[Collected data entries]
---

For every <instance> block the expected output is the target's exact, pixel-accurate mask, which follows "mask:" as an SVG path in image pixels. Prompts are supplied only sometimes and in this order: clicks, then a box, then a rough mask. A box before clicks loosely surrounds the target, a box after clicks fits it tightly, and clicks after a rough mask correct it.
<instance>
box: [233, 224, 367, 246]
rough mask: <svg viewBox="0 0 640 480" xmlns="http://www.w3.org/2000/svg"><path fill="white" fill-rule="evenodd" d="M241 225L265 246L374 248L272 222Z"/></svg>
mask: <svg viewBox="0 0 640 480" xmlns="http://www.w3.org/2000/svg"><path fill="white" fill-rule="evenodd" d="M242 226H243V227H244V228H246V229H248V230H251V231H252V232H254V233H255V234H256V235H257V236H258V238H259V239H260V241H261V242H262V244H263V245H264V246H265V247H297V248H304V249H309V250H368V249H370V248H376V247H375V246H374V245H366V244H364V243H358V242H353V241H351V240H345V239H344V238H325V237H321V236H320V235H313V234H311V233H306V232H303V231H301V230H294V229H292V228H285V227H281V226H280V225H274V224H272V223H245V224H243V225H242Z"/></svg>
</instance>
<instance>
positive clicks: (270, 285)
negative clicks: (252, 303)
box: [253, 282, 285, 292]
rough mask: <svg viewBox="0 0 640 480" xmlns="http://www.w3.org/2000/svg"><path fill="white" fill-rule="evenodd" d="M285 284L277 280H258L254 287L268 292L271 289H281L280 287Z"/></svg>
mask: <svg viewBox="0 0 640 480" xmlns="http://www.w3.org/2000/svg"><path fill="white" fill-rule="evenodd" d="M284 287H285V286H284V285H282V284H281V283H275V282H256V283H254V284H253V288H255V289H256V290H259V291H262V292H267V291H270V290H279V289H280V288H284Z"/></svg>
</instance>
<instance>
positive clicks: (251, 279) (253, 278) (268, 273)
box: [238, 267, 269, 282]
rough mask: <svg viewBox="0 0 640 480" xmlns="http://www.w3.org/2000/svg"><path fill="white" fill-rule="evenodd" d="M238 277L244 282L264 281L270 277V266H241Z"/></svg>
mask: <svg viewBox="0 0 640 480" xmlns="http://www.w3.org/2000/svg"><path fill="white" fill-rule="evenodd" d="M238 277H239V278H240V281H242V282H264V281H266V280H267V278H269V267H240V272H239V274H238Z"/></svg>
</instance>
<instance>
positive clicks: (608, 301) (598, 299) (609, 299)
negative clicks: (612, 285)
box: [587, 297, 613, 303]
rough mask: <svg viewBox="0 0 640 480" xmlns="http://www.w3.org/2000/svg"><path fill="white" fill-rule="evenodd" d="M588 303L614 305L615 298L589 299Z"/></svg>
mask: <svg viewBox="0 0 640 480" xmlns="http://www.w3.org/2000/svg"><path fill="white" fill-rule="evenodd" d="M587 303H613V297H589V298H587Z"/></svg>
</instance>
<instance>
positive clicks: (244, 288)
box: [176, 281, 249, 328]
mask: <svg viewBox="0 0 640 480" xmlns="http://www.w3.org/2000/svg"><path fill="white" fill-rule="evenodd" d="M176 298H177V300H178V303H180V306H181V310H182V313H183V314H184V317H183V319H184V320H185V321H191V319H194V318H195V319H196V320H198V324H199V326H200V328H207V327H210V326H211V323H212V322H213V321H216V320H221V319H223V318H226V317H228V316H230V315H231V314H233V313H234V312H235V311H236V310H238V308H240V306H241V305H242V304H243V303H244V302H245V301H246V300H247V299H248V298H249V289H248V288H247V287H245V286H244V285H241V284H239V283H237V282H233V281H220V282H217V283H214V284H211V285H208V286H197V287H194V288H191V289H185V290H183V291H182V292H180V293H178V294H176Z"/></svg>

---

▶ Activity
Exact retyping of every entry is required.

▶ Exercise output
For every <instance> block the expected output is the target's exact, pixel-accurate mask, which follows "mask:" as an SVG path in image pixels. Prompts are supplied only sometimes and in this order: clicks, then a box, then a rough mask. A box before clicks loosely surrounds the target, a box after clicks fits it tightly, and clicks after a rough mask correct it.
<instance>
box: [233, 224, 367, 246]
rough mask: <svg viewBox="0 0 640 480" xmlns="http://www.w3.org/2000/svg"><path fill="white" fill-rule="evenodd" d="M241 225L265 246L374 248L272 222Z"/></svg>
mask: <svg viewBox="0 0 640 480" xmlns="http://www.w3.org/2000/svg"><path fill="white" fill-rule="evenodd" d="M242 226H243V227H244V228H246V229H248V230H251V231H252V232H254V233H255V234H256V235H257V236H258V238H259V239H260V241H261V242H262V244H263V245H264V246H265V247H297V248H304V249H309V250H368V249H370V248H376V247H375V246H374V245H366V244H364V243H358V242H353V241H351V240H345V239H344V238H325V237H321V236H320V235H313V234H311V233H306V232H303V231H301V230H294V229H292V228H285V227H281V226H280V225H274V224H272V223H245V224H243V225H242Z"/></svg>
</instance>
<instance>
positive clicks: (270, 285)
negative clicks: (252, 303)
box: [253, 282, 285, 292]
rough mask: <svg viewBox="0 0 640 480" xmlns="http://www.w3.org/2000/svg"><path fill="white" fill-rule="evenodd" d="M285 284L277 280H258L254 287L268 292L271 289H281L280 287Z"/></svg>
mask: <svg viewBox="0 0 640 480" xmlns="http://www.w3.org/2000/svg"><path fill="white" fill-rule="evenodd" d="M284 287H285V286H284V285H282V284H281V283H275V282H256V283H254V284H253V288H255V289H256V290H259V291H262V292H267V291H270V290H279V289H280V288H284Z"/></svg>
</instance>
<instance>
positive clicks: (251, 279) (253, 278) (268, 273)
box: [238, 267, 269, 282]
rough mask: <svg viewBox="0 0 640 480" xmlns="http://www.w3.org/2000/svg"><path fill="white" fill-rule="evenodd" d="M238 277L244 282L264 281L270 277V266H241Z"/></svg>
mask: <svg viewBox="0 0 640 480" xmlns="http://www.w3.org/2000/svg"><path fill="white" fill-rule="evenodd" d="M238 277H239V278H240V281H242V282H264V281H266V280H267V278H269V267H240V272H239V274H238Z"/></svg>
</instance>
<instance>
positive clicks: (608, 301) (598, 299) (609, 299)
negative clicks: (612, 285)
box: [587, 297, 613, 303]
rough mask: <svg viewBox="0 0 640 480" xmlns="http://www.w3.org/2000/svg"><path fill="white" fill-rule="evenodd" d="M588 303L614 305L615 298L589 299Z"/></svg>
mask: <svg viewBox="0 0 640 480" xmlns="http://www.w3.org/2000/svg"><path fill="white" fill-rule="evenodd" d="M587 303H613V297H589V298H587Z"/></svg>
</instance>
<instance>
positive clicks: (244, 288)
box: [176, 281, 249, 328]
mask: <svg viewBox="0 0 640 480" xmlns="http://www.w3.org/2000/svg"><path fill="white" fill-rule="evenodd" d="M176 298H177V300H178V303H180V306H181V310H182V313H183V314H184V317H183V319H184V320H185V321H191V319H194V318H195V319H196V320H198V324H199V326H200V328H207V327H210V326H211V323H212V322H213V321H216V320H221V319H223V318H226V317H228V316H230V315H231V314H233V313H234V312H235V311H236V310H238V308H240V306H241V305H242V304H243V303H244V302H245V301H246V300H247V299H248V298H249V289H248V288H247V287H245V286H244V285H241V284H239V283H237V282H233V281H220V282H217V283H214V284H211V285H208V286H197V287H194V288H191V289H185V290H183V291H182V292H180V293H178V294H176Z"/></svg>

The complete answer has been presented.